- _Information supplied_:
- - - -

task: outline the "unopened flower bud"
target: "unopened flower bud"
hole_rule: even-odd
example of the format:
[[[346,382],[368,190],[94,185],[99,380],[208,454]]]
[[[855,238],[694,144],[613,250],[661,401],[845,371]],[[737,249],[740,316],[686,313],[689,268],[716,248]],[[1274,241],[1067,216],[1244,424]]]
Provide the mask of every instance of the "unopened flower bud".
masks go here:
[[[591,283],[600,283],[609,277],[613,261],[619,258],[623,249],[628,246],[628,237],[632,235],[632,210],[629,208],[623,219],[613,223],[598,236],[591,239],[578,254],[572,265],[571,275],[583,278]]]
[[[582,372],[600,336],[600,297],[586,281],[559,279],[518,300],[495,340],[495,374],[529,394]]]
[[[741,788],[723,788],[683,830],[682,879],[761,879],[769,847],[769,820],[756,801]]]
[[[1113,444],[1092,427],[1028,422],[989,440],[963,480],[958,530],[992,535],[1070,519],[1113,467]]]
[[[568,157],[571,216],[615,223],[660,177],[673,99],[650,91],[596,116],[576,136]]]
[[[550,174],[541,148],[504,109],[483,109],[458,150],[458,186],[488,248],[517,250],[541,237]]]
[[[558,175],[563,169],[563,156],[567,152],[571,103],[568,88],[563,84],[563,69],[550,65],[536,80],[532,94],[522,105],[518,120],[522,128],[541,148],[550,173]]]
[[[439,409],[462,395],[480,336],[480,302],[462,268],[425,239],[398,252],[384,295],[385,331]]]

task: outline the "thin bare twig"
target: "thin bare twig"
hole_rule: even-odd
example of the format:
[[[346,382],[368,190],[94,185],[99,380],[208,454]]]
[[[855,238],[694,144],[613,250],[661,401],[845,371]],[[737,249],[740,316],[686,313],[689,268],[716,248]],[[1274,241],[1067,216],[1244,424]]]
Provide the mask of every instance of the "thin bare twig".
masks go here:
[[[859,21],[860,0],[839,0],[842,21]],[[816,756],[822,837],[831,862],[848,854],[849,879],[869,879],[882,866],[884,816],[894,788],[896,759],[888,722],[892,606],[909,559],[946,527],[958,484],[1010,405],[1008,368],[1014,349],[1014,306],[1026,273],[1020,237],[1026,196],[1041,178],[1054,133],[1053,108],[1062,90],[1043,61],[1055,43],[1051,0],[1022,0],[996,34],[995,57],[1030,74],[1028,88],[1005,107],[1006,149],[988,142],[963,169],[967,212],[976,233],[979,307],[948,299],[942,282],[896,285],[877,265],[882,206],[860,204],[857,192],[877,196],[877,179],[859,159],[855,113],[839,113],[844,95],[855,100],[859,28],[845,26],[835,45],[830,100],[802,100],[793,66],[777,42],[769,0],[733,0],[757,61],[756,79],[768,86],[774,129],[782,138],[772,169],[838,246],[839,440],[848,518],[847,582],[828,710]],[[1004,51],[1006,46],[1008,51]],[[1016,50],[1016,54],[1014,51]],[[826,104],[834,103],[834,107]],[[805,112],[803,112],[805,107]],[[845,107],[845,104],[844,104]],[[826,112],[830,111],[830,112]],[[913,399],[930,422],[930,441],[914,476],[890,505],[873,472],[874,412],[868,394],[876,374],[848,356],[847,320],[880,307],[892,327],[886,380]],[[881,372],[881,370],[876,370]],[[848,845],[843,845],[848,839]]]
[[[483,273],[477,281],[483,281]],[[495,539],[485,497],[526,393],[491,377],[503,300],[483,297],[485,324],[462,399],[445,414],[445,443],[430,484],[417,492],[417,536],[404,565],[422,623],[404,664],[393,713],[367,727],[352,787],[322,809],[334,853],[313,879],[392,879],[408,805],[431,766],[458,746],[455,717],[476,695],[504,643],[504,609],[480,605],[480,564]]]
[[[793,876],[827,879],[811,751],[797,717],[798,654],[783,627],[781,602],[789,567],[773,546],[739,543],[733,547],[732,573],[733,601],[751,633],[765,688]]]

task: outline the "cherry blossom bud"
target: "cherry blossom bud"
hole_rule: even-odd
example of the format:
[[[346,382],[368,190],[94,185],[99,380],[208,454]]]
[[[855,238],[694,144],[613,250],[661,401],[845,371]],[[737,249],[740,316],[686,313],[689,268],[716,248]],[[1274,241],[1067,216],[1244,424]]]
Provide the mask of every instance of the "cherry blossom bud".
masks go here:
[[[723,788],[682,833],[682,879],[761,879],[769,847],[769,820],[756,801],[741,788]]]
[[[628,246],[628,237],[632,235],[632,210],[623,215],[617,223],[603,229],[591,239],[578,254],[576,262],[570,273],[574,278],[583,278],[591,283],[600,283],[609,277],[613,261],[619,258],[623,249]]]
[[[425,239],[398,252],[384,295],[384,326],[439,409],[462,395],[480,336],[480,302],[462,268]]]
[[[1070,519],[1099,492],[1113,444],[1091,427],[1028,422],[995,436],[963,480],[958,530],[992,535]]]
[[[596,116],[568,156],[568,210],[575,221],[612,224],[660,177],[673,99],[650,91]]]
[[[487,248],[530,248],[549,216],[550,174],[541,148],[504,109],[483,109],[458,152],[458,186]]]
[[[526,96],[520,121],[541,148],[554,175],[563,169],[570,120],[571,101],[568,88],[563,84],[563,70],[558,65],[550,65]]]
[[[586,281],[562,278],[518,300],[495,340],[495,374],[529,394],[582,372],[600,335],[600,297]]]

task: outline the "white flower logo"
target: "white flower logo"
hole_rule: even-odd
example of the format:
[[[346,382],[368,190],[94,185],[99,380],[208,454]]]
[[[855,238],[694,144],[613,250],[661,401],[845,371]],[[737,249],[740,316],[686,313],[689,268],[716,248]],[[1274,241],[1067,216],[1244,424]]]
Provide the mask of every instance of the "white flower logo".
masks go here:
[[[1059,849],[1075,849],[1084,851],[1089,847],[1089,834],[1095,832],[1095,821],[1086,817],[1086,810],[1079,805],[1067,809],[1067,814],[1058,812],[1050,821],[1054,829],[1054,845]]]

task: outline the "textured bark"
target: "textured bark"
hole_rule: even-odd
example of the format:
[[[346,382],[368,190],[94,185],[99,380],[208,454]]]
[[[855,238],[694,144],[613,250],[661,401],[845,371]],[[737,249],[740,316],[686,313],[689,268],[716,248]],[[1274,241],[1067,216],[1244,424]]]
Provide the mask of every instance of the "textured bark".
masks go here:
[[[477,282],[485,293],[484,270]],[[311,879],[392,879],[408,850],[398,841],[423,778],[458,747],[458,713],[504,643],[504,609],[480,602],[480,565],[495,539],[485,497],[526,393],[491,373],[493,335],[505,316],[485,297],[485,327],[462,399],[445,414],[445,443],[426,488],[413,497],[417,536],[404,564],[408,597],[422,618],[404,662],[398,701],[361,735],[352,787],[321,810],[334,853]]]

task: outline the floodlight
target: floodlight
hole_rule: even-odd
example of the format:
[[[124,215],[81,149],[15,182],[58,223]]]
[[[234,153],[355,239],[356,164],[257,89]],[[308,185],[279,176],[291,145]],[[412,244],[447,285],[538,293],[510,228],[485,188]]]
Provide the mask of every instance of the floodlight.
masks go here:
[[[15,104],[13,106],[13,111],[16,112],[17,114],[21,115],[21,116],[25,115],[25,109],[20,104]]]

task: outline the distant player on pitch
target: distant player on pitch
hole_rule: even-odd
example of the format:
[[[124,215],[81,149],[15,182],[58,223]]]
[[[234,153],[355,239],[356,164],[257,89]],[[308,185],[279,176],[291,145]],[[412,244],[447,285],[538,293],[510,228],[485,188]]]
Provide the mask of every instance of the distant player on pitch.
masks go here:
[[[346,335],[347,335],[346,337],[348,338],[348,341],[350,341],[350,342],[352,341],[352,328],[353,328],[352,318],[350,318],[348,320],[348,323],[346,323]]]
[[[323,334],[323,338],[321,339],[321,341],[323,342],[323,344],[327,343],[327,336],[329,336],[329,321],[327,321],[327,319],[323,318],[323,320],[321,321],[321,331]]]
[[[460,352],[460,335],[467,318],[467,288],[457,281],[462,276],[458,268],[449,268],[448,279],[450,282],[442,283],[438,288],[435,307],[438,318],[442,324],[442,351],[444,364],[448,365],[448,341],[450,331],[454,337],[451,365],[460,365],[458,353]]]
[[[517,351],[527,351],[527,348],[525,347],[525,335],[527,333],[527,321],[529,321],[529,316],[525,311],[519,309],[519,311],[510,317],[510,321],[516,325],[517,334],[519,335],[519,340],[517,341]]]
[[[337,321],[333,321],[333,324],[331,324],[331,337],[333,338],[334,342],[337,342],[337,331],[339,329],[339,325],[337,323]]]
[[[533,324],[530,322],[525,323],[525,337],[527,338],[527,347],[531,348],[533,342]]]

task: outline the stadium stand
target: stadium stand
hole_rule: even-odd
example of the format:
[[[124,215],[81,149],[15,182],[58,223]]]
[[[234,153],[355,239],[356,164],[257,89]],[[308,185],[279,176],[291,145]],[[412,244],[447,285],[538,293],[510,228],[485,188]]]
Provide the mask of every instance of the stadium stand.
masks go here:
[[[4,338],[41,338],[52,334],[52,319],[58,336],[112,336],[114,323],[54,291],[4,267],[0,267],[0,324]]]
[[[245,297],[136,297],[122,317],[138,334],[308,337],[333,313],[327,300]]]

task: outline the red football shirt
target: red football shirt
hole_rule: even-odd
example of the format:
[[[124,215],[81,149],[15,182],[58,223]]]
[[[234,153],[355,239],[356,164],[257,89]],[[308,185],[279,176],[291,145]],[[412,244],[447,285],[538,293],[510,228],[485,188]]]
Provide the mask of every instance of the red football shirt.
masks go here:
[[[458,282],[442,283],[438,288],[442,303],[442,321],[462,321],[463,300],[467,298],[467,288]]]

- - - -

- _Problem to work on_: Put everything in the records above, from the line containing "task: outline the red football shirt" down to the line containing "Provide the mask of every instance of the red", into a JSON list of strings with one string per line. Include both of those lines and leave out any blank lines.

- _Response to the exercise_:
[
  "task: outline the red football shirt",
  "target: red football shirt",
  "hole_rule: even-odd",
  "example of the format:",
  "[[[124,215],[81,149],[15,182],[58,223]]]",
  "[[[234,153],[355,239],[356,164],[257,89]],[[308,185],[279,176],[291,145]],[[412,244],[447,285],[538,293],[510,228],[485,188]]]",
  "Provide the mask of every instance of the red football shirt."
]